Festa di Tutti i Santi – Se voi trovate nel mondo uomini che potete chiamare miti, misericordiosi, puri di cuore, facitori di pace… voi avete conosciuto la santità.
La parole “beati” costituisce un’antropologia, una descrizione di che cosa è davvero l’uomo felice, vero, autentico.
Le beatitudini sono la proclamazione del modo di essere uomini evangelici, discepoli autentici di Gesù, uomini e donne fortunati e felici.
Esse rivelano un misterioso capovolgimento antropologico che consiste nel passare dall’avere all’essere, dall’essere al dare, dall’avere per sé all’essere per gli altri. Cogliendo la dinamica di questo guado, che è importantissimo per l’uomo, possiamo raggiungere il segreto di Dio, e insieme il vero segreto dell’uomo: donarsi. ( card. Martini )
“Beati” non è un aggettivo, è un invito alla felicità, alla pienezza di vita, alla consapevolezza di una gioia che niente e nessuno può rapire né spegnere (cf. Gv 16,23). “Beati” ha anche il valore di “benedetti” (cf. Mt 25,34), in opposizione ai “guai” (cf. Mt 23,13-32; Lc 6,24-26), ma indica qualcosa che non è soltanto un’azione di Dio che rende giusti e salvati nel giorno del giudizio (cf. Sal 1,1; 41,2) , ma che già da ora dà un senso, una speranza consapevole e gioiosa a chi è destinatario di tale parola. Promessa e programma!
Nessuno dunque pensi alla beatitudine come a una gioia esente da prove e sofferenze, a uno “stare bene” mondano. No, la si deve comprendere come la possibilità di sperimentare che ciò che si è e si vive ha senso, fornisce una “convinzione”, dà una ragione per cui vale la pena vivere. E certo questa felicità la si misura alla fine del percorso, della sequela, perché durante il cammino è presente, ma a volte può essere contraddetta dalle prove, dalle sofferenze, dalla passione. (Enzo Bianchi)
… Chi sono i santi e cosa fanno di speciale per essere considerati tali?
Nel vivere questa festa, che li celebra tutti insieme, dobbiamo evitare il rischio di considerarli come dei puri simboli, degli “esseri umani alieni”, ammirevoli ma “irraggiungibili”, troppo diversi da noi e, quindi, estranei alla nostra quotidianità. Un rischio che deriva dalla convinzione, del tutto errata, che la santità consista in una specie di “abilità” che l’uomo può acquisire con le sue sole forze, a suon di “buone opere”, meglio ancora se realizzate con grandi sforzi e sacrifici. ( N. Galantino )
Se voi trovate nel mondo uomini che potete chiamare miti, misericordiosi, puri di cuore, facitori di pace… voi avete conosciuto la santità.
Questi sono i santi senza aureole (non importano le aureole!), sono i figli del regno, sono gli esseri beati, ma non nel senso edonistico della parola, in un senso pieno: essi si sono adempiuti veramente.
· · · · ·
→ OBIETTIVO
Puoi ricopiare fedelmente dal testo sulla festa di Tutti i Santi il tratto che va da "Festa di Tutti" fino a "fortunati e felici."?

→ RIGHE DI DATI
· · · · ·
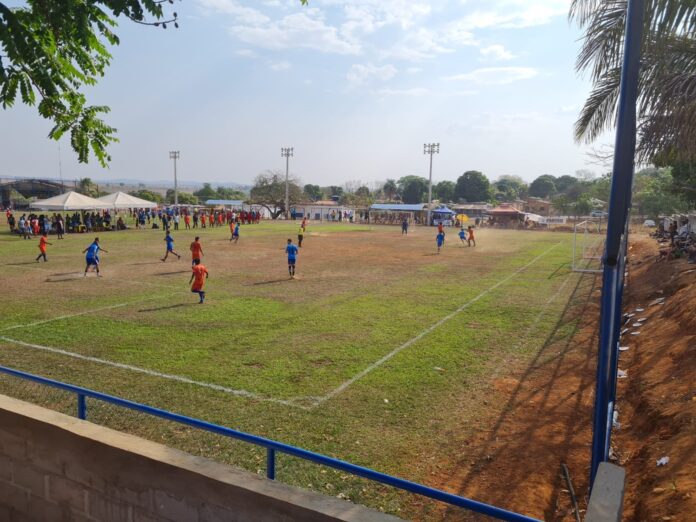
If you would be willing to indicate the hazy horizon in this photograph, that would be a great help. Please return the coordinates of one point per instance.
(356, 88)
· · · · ·
→ ECCO IL RISULTATO
Festa di Tutti i Santi – Se voi trovate nel mondo uomini che potete chiamare miti, misericordiosi, puri di cuore, facitori di pace… voi avete conosciuto la santità.
La parole “beati” costituisce un’antropologia, una descrizione di che cosa è davvero l’uomo felice, vero, autentico.
Le beatitudini sono la proclamazione del modo di essere uomini evangelici, discepoli autentici di Gesù, uomini e donne fortunati e felici.